Material —
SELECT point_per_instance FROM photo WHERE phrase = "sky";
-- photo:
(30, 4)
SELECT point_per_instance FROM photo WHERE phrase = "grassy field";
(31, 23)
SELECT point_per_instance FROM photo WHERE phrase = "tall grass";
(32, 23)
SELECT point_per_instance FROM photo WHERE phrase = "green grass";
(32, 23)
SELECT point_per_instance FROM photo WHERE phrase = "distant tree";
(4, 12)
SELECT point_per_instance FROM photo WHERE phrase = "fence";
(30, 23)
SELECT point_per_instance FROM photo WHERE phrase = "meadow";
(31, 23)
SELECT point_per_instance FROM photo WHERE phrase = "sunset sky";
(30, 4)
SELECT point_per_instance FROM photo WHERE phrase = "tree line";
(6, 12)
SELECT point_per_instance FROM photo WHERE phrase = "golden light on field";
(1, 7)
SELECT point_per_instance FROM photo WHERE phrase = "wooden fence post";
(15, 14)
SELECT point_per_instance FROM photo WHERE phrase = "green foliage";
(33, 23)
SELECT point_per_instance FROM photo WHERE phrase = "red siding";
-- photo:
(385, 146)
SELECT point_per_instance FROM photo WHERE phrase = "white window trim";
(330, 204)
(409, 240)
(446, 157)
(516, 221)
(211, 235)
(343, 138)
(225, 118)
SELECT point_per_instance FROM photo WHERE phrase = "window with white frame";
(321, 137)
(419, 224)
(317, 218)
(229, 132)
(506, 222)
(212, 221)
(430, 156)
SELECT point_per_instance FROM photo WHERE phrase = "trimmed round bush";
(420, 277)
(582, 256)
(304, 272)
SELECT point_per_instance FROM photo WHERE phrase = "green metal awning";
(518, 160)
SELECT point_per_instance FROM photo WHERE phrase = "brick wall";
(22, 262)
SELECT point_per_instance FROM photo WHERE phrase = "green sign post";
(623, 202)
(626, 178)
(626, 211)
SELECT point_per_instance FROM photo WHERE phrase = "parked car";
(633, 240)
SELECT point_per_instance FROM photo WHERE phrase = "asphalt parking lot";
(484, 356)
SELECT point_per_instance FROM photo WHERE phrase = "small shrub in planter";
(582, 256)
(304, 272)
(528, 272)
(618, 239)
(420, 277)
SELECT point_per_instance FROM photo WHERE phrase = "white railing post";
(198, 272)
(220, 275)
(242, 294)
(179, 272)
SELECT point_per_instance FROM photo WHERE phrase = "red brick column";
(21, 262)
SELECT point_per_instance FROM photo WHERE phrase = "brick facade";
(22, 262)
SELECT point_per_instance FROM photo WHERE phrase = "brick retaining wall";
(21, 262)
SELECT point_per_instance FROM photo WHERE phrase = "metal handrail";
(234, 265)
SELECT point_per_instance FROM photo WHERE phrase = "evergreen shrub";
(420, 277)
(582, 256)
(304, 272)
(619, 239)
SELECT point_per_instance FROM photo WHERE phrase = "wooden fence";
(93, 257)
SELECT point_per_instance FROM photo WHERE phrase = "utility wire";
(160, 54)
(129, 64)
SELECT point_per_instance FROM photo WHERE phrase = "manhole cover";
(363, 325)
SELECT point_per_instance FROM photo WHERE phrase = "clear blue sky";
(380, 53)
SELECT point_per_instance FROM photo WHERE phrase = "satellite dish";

Your objective —
Write out every record shown above, word for word.

Solution for this exercise —
SELECT point_per_instance FROM photo WHERE phrase = "sky";
-- photo:
(30, 4)
SELECT point_per_instance FROM photo WHERE phrase = "grassy field";
(31, 23)
SELECT point_per_instance FROM photo WHERE phrase = "tall grass";
(32, 23)
SELECT point_per_instance FROM photo WHERE phrase = "green grass";
(32, 23)
SELECT point_per_instance FROM photo WHERE phrase = "distant tree";
(4, 12)
SELECT point_per_instance FROM photo WHERE phrase = "fence";
(30, 23)
SELECT point_per_instance FROM photo WHERE phrase = "meadow";
(31, 23)
SELECT point_per_instance FROM photo WHERE phrase = "sunset sky";
(30, 4)
SELECT point_per_instance FROM photo WHERE phrase = "tree line";
(6, 12)
SELECT point_per_instance FROM photo WHERE phrase = "golden light on field";
(1, 7)
SELECT point_per_instance FROM photo WHERE phrase = "wooden fence post";
(15, 14)
SELECT point_per_instance FROM photo WHERE phrase = "green foliage";
(33, 23)
SELECT point_per_instance FROM photo WHERE phrase = "red siding";
-- photo:
(385, 146)
SELECT point_per_instance FROM photo WHERE phrase = "white window trim";
(330, 204)
(409, 240)
(446, 157)
(516, 221)
(211, 235)
(343, 138)
(225, 118)
SELECT point_per_instance FROM photo WHERE phrase = "window with white frame";
(321, 137)
(419, 224)
(317, 218)
(229, 132)
(506, 222)
(212, 221)
(430, 156)
SELECT point_per_instance FROM photo WHERE phrase = "trimmed round bush";
(420, 277)
(582, 256)
(304, 272)
SELECT point_per_instance FROM photo WHERE phrase = "green metal awning";
(518, 160)
SELECT point_per_instance FROM photo WHERE phrase = "brick wall";
(22, 262)
SELECT point_per_instance FROM photo WHERE phrase = "green sign post";
(623, 202)
(626, 178)
(626, 211)
SELECT point_per_instance FROM photo WHERE phrase = "parked car";
(633, 240)
SELECT point_per_instance FROM photo WHERE phrase = "asphalt parking lot";
(484, 356)
SELECT point_per_instance FROM photo WHERE phrase = "small shrub in planter";
(582, 256)
(304, 272)
(528, 272)
(618, 239)
(420, 277)
SELECT point_per_instance FROM photo WHERE phrase = "white railing post";
(198, 272)
(220, 275)
(242, 294)
(179, 272)
SELECT point_per_instance FROM photo WHERE phrase = "red brick column";
(21, 262)
SELECT point_per_instance FROM photo WHERE phrase = "brick facade";
(22, 262)
SELECT point_per_instance FROM photo WHERE phrase = "brick retaining wall";
(21, 262)
SELECT point_per_instance FROM photo WHERE phrase = "metal handrail";
(234, 265)
SELECT point_per_instance FROM photo WHERE phrase = "evergreen shrub";
(420, 277)
(582, 256)
(304, 272)
(619, 239)
SELECT point_per_instance FROM photo WHERE phrase = "wooden fence";
(93, 257)
SELECT point_per_instance FROM photo WHERE phrase = "utility wire";
(160, 54)
(129, 64)
SELECT point_per_instance FROM photo WHERE phrase = "manhole cover";
(363, 325)
SELECT point_per_instance FROM photo WHERE phrase = "clear blue sky";
(380, 53)
SELECT point_per_instance FROM photo WHERE phrase = "satellite dish";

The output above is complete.